Section #8

November 8th, 2020

Written by Brahm Capoor, Parth Sarin, Juliette Woodrow and Peter Maldonado

Finding Grandparents

Implement a function find_grandchildren, which given a dictionary parents whose keys are strings representing parent names and whose values are lists of those parent's children's names, produces and return s a dictionary mapping from people's names to those lists of those people's grandchildren's names.

For example, given this dictionary:

parents_to_children = {
  'Khaled': ['Chibundu', 'Jesmyn'],
  'Daniel': ['Khaled', 'Eve'],
  'Jesmyn': ['Frank'],
  'Eve': ['Grace']

Daniel's grandchildren are Chibundu, Jesmyn and Grace, since those are the children of his children. Additionally, Khaled is Frank's grandparent, since Frank's parent is Khaled's child. Therefore, calling find_grandchildren (parents_to_children) returns this dictionary:

  'Khaled': ['Frank'],
  'Daniel': ['Chibundu', 'Jesmyn', 'Grace']

Note that the people who aren't grandparents don't show up as keys in the new dictionary

Contact Tracing

Stanford has enlisted your help to do contact tracing on campus. Thanks to cell phone data, they have a list of everyone who was on campus and their locations throughout the day. This data is stored in a file called locations.txt, which is provided as the constant LOCATION_FILE. Here are the first few lines:

Leonida, 11:30, CoHo
Natalya, 10:00, CoHo
Vashti, 8:00, Mausoleum
Nathanial, 11:00, Roble Arts Gym
Alexis, 7:00, Ricker
Noelle, 9:30, Lathrop
Salvador, 10:00, Law School Terrace

Notice that each line is of the form {name}, {time}, {location}. Each line represents a single person-location timestamp indicating that {name} was at {location} at {time}. So, the line Leonida, 11:30, CoHo means that Leonida was at CoHo at 11:30am. Additionally, this file contains all the location data for every person on campus, in 30-minute increments between 7am and 12:30pm.

At 12:30pm, Rosalind found out that they were sick, so Stanford wants to find everyone that Rosalind came in contact with throughout the day.

Write a function find_contacts(target, location_file) which returns a a list of people that target came in contact with based on the data in location_file. target will be a name from the location file. More precisely, we say that two people "came in contact" if, at any point during the day, they were in the same location. For example, if this was the location data:

Juliette, 8:00, CoHo
Juliette, 8:30, CoHo
Parth, 8:30, CoHo
Tori, 9:00, CoHo

then Juliette and Parth came in contact (they were both at CoHo at 8:30), but neither came in contact with Tori.

While we don't have any requirements for how you do this, we recommend you solve this problem in two parts:

  1. Open the LOCATION_FILE and parse the data. We suggest that you store this data in a dictionary where every key is a name. The value associated to a name should be another dictionary. The inner dictionary should map a time to a location if the person was in that location at that time. For the CoHo example above, this would look like:
      'Juliette': {'8:00': 'CoHo', '8:30': 'CoHo'},
      'Parth': {'8:30': 'CoHo'},
      'Tori': {'9:00': 'CoHo'}
  2. After you've loaded the data, extract the target's path through the day. Compare everyone's path to the target's path and add their names to a list if they came in contact.

Requirement 1
In the section handout, what time span and interval does the location file cover?
Requirement 2
Continue the section handout from where it stops.
The records are not needed for this work.

[Rows from a pointing dataset]
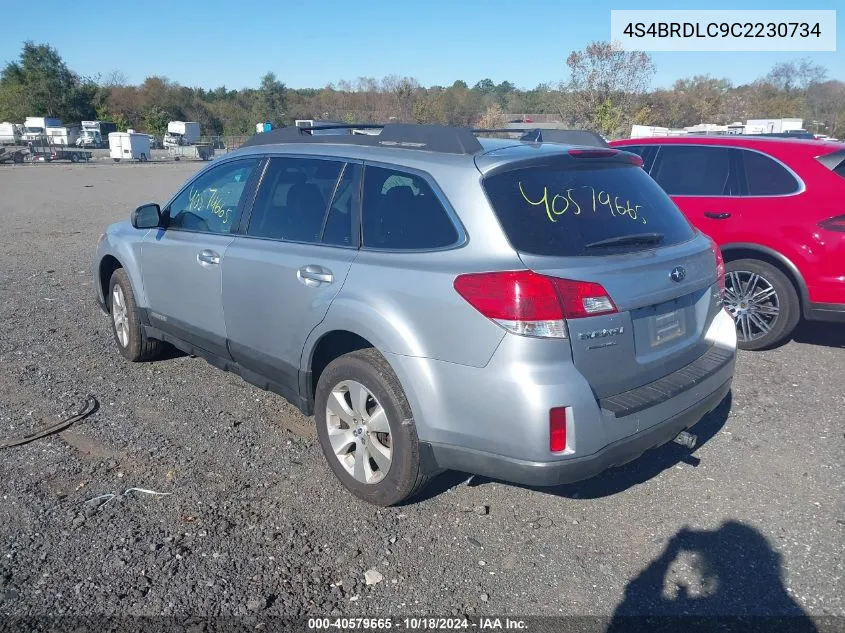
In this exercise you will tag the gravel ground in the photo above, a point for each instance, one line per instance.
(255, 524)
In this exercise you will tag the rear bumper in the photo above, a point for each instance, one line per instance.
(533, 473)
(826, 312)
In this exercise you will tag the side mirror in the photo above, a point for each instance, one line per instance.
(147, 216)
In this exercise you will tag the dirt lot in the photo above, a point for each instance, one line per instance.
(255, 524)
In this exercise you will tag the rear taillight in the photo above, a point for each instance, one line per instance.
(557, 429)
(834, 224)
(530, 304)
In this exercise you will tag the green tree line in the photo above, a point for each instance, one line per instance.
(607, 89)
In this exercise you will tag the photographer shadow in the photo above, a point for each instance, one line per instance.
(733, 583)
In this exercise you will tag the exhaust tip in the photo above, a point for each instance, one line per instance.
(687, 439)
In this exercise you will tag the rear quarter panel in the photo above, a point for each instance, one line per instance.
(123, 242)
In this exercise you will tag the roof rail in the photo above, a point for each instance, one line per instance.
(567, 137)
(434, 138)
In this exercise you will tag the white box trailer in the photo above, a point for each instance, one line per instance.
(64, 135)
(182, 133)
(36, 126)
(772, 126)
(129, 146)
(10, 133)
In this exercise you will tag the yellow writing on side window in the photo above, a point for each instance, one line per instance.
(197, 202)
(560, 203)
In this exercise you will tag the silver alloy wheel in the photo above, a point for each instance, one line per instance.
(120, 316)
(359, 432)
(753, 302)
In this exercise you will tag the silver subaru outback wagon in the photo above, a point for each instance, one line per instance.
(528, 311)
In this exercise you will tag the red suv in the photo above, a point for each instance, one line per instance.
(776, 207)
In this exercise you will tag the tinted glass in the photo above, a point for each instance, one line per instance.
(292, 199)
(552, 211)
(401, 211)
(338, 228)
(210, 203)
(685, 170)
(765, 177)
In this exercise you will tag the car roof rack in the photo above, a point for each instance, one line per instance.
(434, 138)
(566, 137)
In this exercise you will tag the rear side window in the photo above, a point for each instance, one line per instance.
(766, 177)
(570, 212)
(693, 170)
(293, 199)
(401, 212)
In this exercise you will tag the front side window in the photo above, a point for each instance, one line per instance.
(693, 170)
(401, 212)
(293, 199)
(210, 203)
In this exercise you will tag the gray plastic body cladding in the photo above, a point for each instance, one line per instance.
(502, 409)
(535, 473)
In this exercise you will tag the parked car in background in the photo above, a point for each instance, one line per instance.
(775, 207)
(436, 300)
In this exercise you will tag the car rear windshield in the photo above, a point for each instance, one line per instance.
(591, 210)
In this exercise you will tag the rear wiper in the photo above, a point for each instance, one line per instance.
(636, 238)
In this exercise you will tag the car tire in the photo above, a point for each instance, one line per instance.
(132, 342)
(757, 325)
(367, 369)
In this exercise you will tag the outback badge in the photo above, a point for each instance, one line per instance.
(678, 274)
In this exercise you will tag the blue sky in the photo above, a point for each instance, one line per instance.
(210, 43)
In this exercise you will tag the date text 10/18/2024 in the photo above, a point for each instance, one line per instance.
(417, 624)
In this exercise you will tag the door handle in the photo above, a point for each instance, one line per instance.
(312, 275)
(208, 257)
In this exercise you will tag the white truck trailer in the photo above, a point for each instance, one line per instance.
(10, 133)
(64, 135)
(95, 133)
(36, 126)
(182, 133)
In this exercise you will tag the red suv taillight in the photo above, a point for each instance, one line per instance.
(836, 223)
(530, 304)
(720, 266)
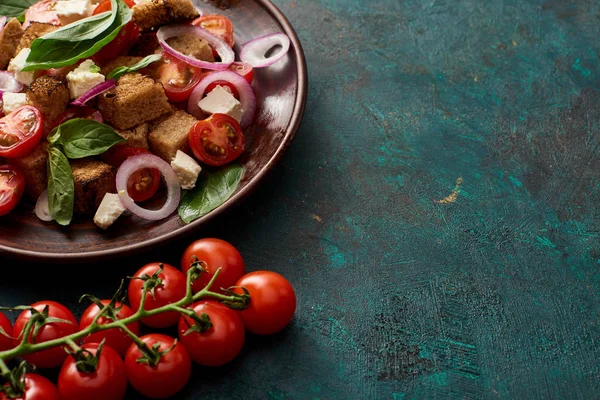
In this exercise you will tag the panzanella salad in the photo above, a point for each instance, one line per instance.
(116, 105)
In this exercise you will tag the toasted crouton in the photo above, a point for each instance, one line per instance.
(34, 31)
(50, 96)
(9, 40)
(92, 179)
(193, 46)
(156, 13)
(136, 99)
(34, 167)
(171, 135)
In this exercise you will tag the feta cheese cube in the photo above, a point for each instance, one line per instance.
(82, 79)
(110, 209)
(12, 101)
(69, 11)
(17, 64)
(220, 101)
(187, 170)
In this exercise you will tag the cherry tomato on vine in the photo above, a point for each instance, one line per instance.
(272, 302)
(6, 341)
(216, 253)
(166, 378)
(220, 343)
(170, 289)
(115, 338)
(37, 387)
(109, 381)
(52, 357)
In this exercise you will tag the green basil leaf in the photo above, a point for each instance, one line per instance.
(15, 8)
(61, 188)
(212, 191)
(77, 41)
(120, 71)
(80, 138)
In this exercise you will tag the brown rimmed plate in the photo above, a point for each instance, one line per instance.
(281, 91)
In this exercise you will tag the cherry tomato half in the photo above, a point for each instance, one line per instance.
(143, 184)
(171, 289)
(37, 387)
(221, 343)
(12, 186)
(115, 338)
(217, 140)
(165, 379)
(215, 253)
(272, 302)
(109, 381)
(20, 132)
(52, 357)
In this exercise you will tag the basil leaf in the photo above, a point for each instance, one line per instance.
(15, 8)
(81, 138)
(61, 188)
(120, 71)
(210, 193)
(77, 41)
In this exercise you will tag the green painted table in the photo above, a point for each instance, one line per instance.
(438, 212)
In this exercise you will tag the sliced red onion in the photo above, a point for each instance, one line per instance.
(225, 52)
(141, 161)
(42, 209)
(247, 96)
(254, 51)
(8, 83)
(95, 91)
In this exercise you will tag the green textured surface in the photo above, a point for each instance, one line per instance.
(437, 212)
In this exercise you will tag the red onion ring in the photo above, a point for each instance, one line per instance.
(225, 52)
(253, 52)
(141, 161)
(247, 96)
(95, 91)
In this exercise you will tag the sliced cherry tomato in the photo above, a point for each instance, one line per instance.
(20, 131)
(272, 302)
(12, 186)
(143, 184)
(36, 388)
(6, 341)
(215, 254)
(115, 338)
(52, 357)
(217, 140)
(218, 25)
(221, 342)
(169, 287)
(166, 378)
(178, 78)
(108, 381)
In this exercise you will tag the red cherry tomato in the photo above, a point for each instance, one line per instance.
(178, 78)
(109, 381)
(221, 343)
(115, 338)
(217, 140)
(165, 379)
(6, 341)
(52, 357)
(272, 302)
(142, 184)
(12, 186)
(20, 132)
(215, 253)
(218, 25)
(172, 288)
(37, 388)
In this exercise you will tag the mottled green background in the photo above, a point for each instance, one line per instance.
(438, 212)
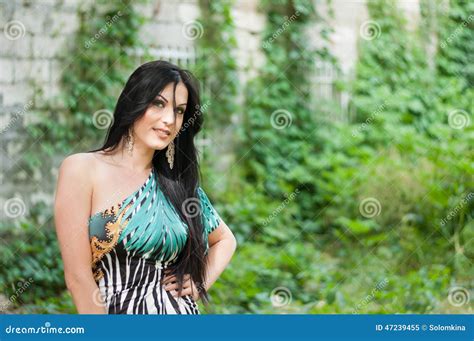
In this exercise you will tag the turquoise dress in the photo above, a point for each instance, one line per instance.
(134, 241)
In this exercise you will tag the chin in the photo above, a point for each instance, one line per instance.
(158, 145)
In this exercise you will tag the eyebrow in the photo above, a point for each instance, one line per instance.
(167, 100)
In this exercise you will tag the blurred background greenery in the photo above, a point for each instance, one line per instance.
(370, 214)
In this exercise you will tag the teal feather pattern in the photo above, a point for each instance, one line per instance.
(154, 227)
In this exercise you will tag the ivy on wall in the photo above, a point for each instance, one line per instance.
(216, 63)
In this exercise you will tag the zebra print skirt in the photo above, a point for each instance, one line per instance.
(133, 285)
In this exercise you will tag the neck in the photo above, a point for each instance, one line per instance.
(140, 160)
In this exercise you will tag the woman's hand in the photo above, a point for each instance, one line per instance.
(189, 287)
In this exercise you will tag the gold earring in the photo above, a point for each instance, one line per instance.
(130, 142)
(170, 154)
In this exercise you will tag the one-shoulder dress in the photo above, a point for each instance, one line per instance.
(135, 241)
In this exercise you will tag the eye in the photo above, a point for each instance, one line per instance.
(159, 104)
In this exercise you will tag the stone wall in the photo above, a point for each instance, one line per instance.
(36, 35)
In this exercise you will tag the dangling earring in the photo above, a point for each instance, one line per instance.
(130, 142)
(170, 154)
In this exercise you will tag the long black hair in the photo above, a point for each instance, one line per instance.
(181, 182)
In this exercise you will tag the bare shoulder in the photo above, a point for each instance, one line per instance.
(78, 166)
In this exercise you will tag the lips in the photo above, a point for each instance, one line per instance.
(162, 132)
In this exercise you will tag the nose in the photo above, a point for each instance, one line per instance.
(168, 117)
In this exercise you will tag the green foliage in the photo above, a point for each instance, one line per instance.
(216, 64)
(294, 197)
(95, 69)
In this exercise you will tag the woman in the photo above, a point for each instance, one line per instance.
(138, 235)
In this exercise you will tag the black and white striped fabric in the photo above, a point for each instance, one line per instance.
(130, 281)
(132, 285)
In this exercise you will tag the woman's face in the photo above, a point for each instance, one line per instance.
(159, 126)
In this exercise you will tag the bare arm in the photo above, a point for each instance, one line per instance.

Expected output 1
It holds every person's location in 30-minute increments between 7am and 12:30pm.

Expected output 2
ASCII art is a form of art that uses text characters to create images. For example, here's some ASCII art of a unicorn:

                                            \ /
                      ~~%%%%%%%%_,_,    --_,* ---
                    ~~%%%%%%%%%*"/./   _,=" / \
                  ~~%%%%%%%*'   /  *.="      |
              ~~%%%%%%%%*  .    ,__*.
            ~~%%%%%%%%*   *      \O\*
          ~~%%%%%%%%*    *           *
        ~~%%%%%%%%*       *. _*        *
    ~~%%%%%%%%*          *'`*._        `*
  ~~%%%%%%%%%*           *      `*.     (,*
~~%%%%%%%%*             *         *._\_.*
~~%%%%%%%*              *	

An ASCII image of a unicorn

In this problem, we'll write a function convert_img_to_ascii(img_file) that takes in an image and converts it into ASCII art. We're going to do this by replacing each pixel in the image with an ASCII character. Here are the characters we'll use: ▓▒░ (these are stored in a constant called IMG_CHARS`). The leftmost character will replace dark pixels and the rightmost character (which is just a space) will replace light pixels. More precisely, for every pixel in your image, you should compute the average RGB value (just like we did to convert an image into grayscale). Then, based on that value, replace the pixel with one of the characters:

avg  < 64:          '▓'
64  <= avg < 128:   '▒'
128 <= avg < 192:   '░'
192 <= avg:         ' ' 

In other words, if the average value is less than 64, use the darkest character. If it's between 64 and 128, use the next character, etc. We've provided the numerical breakpoints as a constant BREAKPOINTS = (64, 128, 192).

Then, print out each ASCII character in order, keeping in mind that each row of pixels in the image should be represented by a separate line of text in your terminal. We've provided an image of a panda that you can test your code on:

A panda with its left paw raised upwards.

If you want to test this code on your own image, you should make use of our resize_img_for_ascii(img) function, which takes a SimpleImage and stretches it out so it's twice as wide. This is necessary because although pixels are square, our characters (like ) are rectangular: they're about twice as tall as they are wide. If you make the image twice as wide, then the ASCII will look correct.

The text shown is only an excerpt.